◆ Work task
Where the string "stand" occurs in the material below, report the whole line.

START Given data

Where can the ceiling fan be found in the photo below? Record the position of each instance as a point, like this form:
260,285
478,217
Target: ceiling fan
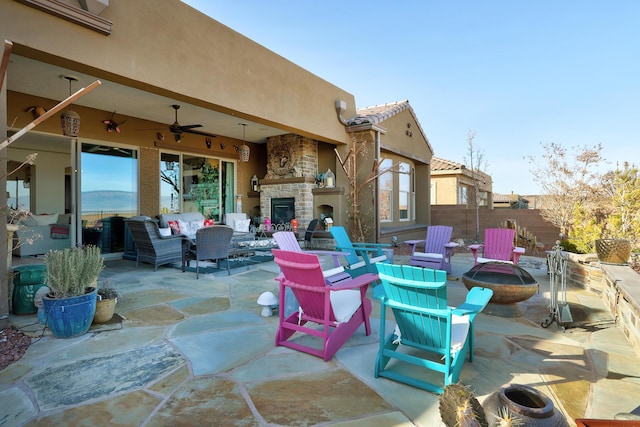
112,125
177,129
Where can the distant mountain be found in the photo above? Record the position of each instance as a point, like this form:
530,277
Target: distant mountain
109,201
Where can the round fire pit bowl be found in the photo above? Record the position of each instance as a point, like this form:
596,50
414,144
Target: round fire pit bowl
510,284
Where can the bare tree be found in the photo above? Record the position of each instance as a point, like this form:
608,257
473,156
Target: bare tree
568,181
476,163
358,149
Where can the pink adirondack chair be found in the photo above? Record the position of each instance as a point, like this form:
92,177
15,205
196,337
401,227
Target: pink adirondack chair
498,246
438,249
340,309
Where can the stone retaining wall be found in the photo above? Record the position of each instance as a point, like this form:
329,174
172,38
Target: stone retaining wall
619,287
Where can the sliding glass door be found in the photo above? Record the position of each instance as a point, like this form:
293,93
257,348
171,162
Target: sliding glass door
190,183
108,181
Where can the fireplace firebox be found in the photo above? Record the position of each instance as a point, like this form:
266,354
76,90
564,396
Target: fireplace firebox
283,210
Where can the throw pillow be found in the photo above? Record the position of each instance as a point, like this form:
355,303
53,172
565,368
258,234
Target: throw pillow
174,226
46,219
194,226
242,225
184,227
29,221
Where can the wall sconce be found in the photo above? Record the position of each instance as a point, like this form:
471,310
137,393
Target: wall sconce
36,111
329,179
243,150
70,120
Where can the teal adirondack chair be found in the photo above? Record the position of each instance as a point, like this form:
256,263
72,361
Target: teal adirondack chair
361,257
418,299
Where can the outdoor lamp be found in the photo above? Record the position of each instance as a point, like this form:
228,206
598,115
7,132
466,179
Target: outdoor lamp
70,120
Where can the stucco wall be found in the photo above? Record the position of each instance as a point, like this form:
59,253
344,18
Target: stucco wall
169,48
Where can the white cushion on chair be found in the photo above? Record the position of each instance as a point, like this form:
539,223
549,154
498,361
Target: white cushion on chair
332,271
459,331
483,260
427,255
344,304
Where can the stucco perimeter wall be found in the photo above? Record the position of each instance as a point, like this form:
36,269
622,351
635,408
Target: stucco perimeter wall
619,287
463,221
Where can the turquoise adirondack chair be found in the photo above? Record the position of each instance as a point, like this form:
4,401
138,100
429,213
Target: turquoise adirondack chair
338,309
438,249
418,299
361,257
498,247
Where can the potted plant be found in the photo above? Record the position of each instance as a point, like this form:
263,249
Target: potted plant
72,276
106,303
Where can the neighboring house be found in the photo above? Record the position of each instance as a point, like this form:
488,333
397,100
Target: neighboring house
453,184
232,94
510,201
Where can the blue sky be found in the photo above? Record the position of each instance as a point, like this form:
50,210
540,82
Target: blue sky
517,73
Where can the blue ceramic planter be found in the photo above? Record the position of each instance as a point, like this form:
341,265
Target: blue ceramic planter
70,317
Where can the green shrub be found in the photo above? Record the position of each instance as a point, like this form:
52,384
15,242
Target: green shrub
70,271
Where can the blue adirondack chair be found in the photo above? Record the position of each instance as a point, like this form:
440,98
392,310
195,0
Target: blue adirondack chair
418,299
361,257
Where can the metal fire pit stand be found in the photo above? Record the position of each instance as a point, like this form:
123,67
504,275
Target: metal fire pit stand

END Given data
START Given data

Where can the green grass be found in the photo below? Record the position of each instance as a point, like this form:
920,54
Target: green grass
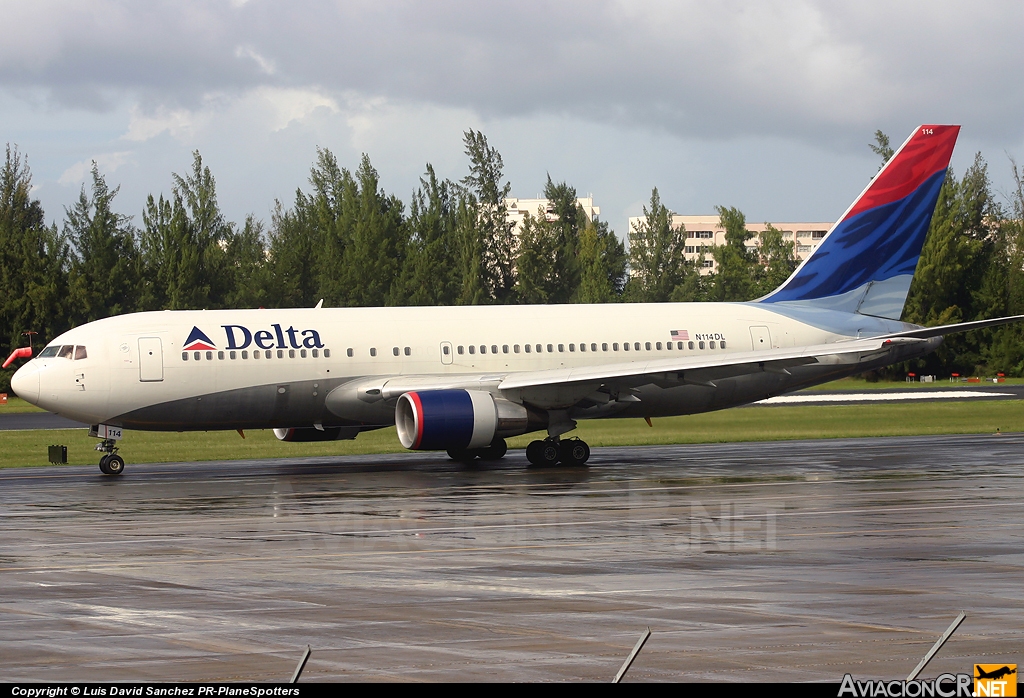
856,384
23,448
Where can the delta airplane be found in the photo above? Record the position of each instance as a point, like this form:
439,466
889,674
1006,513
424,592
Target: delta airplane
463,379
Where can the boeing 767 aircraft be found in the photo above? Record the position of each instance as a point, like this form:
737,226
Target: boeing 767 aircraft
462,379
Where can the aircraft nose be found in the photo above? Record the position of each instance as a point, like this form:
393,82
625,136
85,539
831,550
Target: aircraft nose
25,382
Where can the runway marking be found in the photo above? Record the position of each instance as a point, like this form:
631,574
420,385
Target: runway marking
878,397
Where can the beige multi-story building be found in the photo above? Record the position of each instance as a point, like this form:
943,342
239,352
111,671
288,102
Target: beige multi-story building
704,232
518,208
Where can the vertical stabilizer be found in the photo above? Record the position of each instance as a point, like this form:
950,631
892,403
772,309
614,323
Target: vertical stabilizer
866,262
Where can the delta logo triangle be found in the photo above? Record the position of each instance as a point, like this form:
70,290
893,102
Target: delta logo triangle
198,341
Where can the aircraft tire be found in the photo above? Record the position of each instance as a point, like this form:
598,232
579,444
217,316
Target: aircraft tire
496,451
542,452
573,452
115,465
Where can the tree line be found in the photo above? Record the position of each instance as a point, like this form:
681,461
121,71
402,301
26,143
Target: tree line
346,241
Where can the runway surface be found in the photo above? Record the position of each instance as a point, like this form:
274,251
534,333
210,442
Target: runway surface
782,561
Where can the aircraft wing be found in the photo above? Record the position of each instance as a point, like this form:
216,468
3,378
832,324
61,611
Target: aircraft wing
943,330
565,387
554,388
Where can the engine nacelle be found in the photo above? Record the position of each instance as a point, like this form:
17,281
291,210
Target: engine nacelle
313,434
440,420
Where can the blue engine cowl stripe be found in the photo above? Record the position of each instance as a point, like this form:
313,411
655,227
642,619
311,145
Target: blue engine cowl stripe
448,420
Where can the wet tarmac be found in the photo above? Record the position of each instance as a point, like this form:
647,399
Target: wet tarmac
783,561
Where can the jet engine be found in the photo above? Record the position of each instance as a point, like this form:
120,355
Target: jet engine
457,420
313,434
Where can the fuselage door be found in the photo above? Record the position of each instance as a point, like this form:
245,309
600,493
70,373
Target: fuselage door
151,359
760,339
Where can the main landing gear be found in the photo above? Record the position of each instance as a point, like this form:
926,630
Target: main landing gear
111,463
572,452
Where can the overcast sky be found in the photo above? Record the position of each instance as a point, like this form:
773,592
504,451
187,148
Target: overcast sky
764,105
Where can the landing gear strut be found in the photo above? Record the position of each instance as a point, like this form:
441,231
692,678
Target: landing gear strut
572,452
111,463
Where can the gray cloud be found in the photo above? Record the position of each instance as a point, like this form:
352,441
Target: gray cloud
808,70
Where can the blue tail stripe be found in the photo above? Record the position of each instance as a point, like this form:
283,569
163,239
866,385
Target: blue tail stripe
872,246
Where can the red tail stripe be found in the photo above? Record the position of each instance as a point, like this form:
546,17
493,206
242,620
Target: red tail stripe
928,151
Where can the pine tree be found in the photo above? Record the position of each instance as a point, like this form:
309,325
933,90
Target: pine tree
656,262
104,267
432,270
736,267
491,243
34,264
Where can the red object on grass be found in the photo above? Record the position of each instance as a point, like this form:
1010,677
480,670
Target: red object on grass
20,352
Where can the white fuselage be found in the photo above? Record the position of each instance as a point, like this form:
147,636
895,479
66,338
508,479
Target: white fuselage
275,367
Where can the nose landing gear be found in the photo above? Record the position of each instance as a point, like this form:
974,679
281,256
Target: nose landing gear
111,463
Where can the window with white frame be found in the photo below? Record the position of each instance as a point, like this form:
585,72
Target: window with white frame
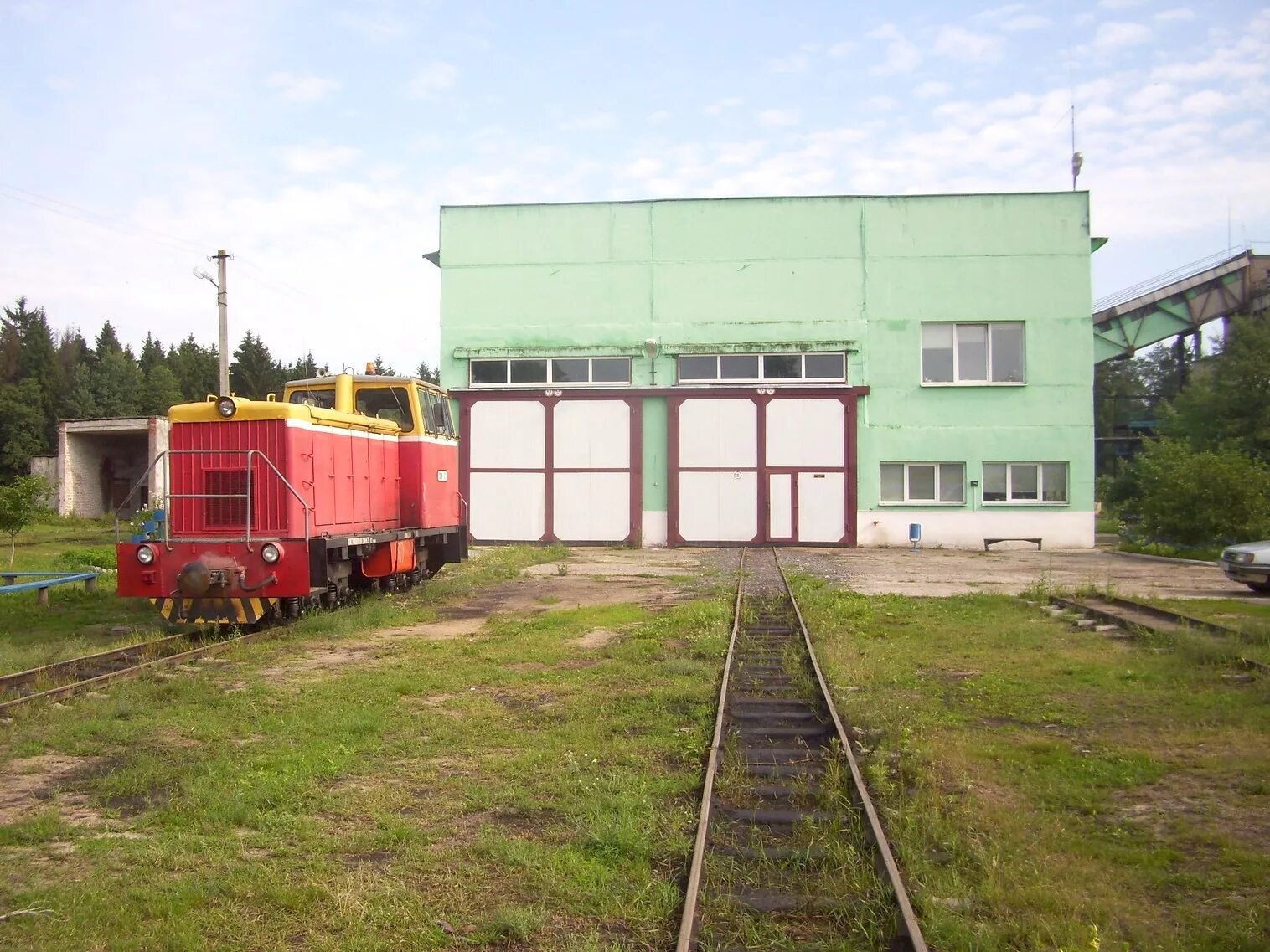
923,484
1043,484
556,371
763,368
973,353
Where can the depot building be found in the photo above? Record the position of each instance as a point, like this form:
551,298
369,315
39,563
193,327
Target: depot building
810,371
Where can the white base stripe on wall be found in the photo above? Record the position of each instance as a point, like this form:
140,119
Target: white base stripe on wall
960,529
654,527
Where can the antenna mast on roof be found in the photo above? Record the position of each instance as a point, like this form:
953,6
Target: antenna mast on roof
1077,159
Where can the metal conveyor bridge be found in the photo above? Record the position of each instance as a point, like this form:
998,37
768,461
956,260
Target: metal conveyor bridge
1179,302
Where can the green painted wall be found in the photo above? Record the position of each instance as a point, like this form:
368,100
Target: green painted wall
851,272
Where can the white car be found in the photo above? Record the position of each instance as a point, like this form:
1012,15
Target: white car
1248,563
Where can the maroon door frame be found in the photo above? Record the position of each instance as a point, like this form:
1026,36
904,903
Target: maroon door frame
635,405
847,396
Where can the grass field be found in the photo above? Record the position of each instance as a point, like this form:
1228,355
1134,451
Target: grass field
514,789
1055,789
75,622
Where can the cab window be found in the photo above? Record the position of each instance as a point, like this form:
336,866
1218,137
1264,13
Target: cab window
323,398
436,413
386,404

END Given data

◆ Answer section
Where can the metal fire pit stand be found in the photo above? Record the position of each instance as a point, like this form:
Target: metal fire pit stand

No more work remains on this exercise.